▶ [EXERCISE DETAILS]
Only the lines below from the one that holds "like [(370, 139)]." through the one that holds "like [(423, 220)]." should appear in the answer, copied exactly, end lines included and pictures omitted.

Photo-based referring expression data
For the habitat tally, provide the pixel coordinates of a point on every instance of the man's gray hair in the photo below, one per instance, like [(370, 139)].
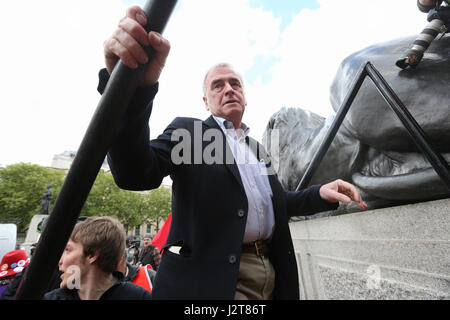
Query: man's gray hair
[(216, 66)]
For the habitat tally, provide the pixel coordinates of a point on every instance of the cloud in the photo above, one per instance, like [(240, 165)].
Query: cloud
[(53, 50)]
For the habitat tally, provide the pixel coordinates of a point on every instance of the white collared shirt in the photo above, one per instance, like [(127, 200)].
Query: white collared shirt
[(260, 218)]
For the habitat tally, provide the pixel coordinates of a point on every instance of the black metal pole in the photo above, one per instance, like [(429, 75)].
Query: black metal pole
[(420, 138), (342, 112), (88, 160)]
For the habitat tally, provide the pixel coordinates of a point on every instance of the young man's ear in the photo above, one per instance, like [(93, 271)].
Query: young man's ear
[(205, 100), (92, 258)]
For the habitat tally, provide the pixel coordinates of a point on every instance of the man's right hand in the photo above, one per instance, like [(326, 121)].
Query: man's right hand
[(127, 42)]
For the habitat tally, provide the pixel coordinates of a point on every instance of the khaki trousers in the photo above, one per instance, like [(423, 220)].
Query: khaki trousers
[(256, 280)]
* * *
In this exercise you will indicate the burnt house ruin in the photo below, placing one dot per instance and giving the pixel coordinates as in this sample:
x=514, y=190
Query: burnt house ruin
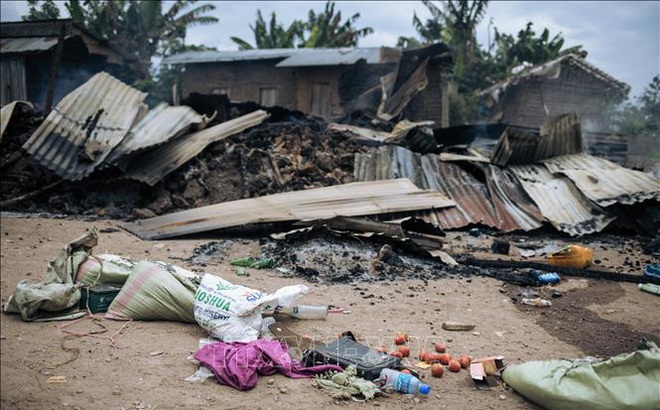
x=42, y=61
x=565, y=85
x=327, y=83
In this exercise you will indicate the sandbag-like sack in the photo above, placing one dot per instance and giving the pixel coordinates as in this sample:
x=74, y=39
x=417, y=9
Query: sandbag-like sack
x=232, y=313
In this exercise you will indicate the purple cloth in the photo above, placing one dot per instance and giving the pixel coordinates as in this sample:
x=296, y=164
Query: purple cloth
==
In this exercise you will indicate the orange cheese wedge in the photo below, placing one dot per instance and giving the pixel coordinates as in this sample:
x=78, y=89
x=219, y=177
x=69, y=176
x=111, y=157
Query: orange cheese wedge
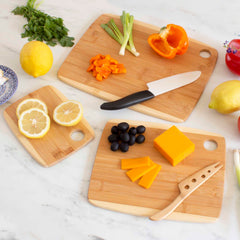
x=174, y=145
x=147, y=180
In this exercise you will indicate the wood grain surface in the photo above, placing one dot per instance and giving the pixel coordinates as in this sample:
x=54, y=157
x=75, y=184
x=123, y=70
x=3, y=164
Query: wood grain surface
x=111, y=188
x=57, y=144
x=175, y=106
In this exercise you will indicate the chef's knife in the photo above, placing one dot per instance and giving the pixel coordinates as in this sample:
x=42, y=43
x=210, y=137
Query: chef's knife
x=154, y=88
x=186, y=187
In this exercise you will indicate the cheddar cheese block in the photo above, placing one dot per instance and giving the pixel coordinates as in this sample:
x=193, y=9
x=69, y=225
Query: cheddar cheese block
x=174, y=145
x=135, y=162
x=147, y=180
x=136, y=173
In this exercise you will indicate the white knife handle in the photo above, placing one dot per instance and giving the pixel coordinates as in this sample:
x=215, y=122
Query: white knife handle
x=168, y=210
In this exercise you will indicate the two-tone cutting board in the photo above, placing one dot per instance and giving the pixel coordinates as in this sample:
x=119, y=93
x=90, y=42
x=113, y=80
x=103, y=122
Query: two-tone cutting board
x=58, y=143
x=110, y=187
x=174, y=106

▶ [SOLUTION FOR THIS PROBLEM]
For the habitat tally, provide the pixel coordinates of a point on every instance of the man's gray hair in the photo below, one per instance, like [(370, 139)].
Query: man's gray hair
[(216, 66)]
For the habitat tally, provide the pixel coordinates of a point on every instance of the cloud in the photo above, one per instance, like [(240, 165)].
Query: cloud
[(53, 50)]
For the habitat tally, provide the pixel coordinates of a point on every instance of the white collared shirt in the photo above, one per instance, like [(127, 200)].
Query: white collared shirt
[(260, 218)]
For the habitat tally, provide the pixel coordinates of a point on every instance of the black metal pole in the photo above, one per instance, like [(429, 75)].
Query: black metal pole
[(420, 138), (342, 112), (88, 160)]
For the habitat tally, provide the pixel coordinates of a point on every instance of the young man's ear in the photo above, one per instance, like [(93, 271)].
Query: young man's ear
[(205, 100), (92, 258)]
For the habitat tally, provide the pixel coordinates of a point on every instance of the man's right hand in the photo above, one per instance, like [(326, 121)].
Query: man's right hand
[(127, 42)]
For the habitat tally, provide the pixel coordinates of a point on every instance of the khaki trousers in the photo above, one per instance, like [(423, 220)].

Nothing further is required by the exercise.